Rows from a dataset:

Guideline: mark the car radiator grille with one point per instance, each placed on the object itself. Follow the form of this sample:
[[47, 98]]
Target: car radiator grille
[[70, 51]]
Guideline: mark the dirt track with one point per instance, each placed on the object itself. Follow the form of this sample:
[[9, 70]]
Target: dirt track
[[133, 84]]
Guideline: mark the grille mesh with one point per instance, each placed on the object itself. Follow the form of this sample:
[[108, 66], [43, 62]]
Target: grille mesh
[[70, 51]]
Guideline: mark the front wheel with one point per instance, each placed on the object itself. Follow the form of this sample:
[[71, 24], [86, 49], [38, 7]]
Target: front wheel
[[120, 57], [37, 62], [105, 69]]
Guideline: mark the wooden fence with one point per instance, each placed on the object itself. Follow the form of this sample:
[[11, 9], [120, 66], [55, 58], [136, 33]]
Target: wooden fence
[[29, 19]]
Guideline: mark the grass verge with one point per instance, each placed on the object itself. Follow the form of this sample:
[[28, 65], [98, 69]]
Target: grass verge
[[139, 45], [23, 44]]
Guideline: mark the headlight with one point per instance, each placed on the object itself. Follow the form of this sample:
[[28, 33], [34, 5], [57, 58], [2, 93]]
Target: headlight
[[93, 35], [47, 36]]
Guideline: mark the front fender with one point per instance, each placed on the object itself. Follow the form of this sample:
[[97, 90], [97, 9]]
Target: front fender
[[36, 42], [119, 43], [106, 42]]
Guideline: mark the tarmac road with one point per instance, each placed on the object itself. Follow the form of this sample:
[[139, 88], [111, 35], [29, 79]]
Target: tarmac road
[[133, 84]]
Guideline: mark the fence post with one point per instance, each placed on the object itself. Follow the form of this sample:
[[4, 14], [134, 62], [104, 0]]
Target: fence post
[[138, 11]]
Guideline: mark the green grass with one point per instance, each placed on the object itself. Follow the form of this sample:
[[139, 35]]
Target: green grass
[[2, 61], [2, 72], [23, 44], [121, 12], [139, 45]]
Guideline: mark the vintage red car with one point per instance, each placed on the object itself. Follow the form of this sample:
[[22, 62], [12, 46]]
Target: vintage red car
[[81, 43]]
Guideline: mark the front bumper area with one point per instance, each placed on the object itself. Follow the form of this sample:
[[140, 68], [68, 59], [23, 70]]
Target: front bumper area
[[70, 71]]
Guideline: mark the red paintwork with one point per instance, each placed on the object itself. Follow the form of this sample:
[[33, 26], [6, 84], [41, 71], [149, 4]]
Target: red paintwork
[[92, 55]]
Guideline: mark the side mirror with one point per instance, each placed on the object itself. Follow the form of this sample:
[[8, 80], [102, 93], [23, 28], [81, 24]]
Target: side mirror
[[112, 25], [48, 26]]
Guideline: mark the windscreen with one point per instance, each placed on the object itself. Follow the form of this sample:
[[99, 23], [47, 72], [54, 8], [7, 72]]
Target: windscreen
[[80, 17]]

...

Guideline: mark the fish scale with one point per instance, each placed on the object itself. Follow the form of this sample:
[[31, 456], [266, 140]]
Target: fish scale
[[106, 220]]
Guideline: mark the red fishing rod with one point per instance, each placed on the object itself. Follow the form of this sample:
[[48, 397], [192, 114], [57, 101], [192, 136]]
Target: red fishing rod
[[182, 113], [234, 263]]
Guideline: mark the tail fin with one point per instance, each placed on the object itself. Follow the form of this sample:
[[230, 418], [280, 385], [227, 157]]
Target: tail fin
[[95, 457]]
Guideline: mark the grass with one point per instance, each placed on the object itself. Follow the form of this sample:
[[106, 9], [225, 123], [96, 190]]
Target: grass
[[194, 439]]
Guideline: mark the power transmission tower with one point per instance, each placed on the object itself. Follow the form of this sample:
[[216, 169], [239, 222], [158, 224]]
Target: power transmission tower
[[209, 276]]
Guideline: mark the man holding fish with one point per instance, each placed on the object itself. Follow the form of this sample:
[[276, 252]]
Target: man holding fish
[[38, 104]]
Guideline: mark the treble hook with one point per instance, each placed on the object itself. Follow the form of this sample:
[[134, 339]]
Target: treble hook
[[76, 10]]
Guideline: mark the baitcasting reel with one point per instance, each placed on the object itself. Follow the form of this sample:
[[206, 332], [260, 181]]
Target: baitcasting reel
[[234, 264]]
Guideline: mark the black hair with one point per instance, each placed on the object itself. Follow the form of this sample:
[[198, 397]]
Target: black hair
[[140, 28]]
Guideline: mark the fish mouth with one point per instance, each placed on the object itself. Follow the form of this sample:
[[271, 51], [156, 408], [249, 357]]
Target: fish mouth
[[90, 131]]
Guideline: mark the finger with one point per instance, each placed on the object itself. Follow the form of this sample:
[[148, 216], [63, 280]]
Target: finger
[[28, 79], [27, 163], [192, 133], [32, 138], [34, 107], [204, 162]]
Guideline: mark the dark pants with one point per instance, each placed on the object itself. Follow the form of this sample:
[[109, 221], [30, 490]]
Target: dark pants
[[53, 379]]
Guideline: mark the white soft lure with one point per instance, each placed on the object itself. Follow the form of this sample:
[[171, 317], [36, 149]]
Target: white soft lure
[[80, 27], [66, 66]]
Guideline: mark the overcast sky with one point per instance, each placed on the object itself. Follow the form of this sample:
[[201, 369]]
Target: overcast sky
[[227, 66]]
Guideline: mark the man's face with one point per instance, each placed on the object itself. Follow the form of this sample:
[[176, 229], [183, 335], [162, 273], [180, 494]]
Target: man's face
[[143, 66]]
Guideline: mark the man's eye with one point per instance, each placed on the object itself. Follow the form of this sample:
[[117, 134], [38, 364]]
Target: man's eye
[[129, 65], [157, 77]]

■ Stated task ■
Can you lay out the lines starting at the one that contains "Guideline: mark the car" and ending at the one that contains "[[120, 57], [37, 62], [105, 69]]" as a Markdown table with the columns Number and Text, skipping any blank lines?

■ Solution ■
| Number | Text |
|---|---|
| 1 | Guideline: mark the car radiator grille with one point per instance, each placed on the object itself. Follow the form of this sample: |
| 2 | [[47, 98]] |
| 3 | Target: car radiator grille |
| 4 | [[70, 51]] |
| 5 | Guideline: mark the dirt track with one point per instance, each placed on the object itself. Follow the form of this sample: |
| 6 | [[9, 70]] |
| 7 | Target: dirt track |
| 8 | [[133, 84]] |
| 9 | Guideline: mark the grille mesh with one point per instance, each placed on the object itself. Follow the form of this sample: |
| 10 | [[108, 66], [43, 62]] |
| 11 | Target: grille mesh |
| 12 | [[70, 51]] |
| 13 | Guideline: mark the front wheel with one point per instance, each placed on the object itself. Follow the form of this sample: |
| 14 | [[71, 24], [86, 49], [38, 7]] |
| 15 | Target: front wheel |
| 16 | [[120, 57], [37, 62], [105, 69]] |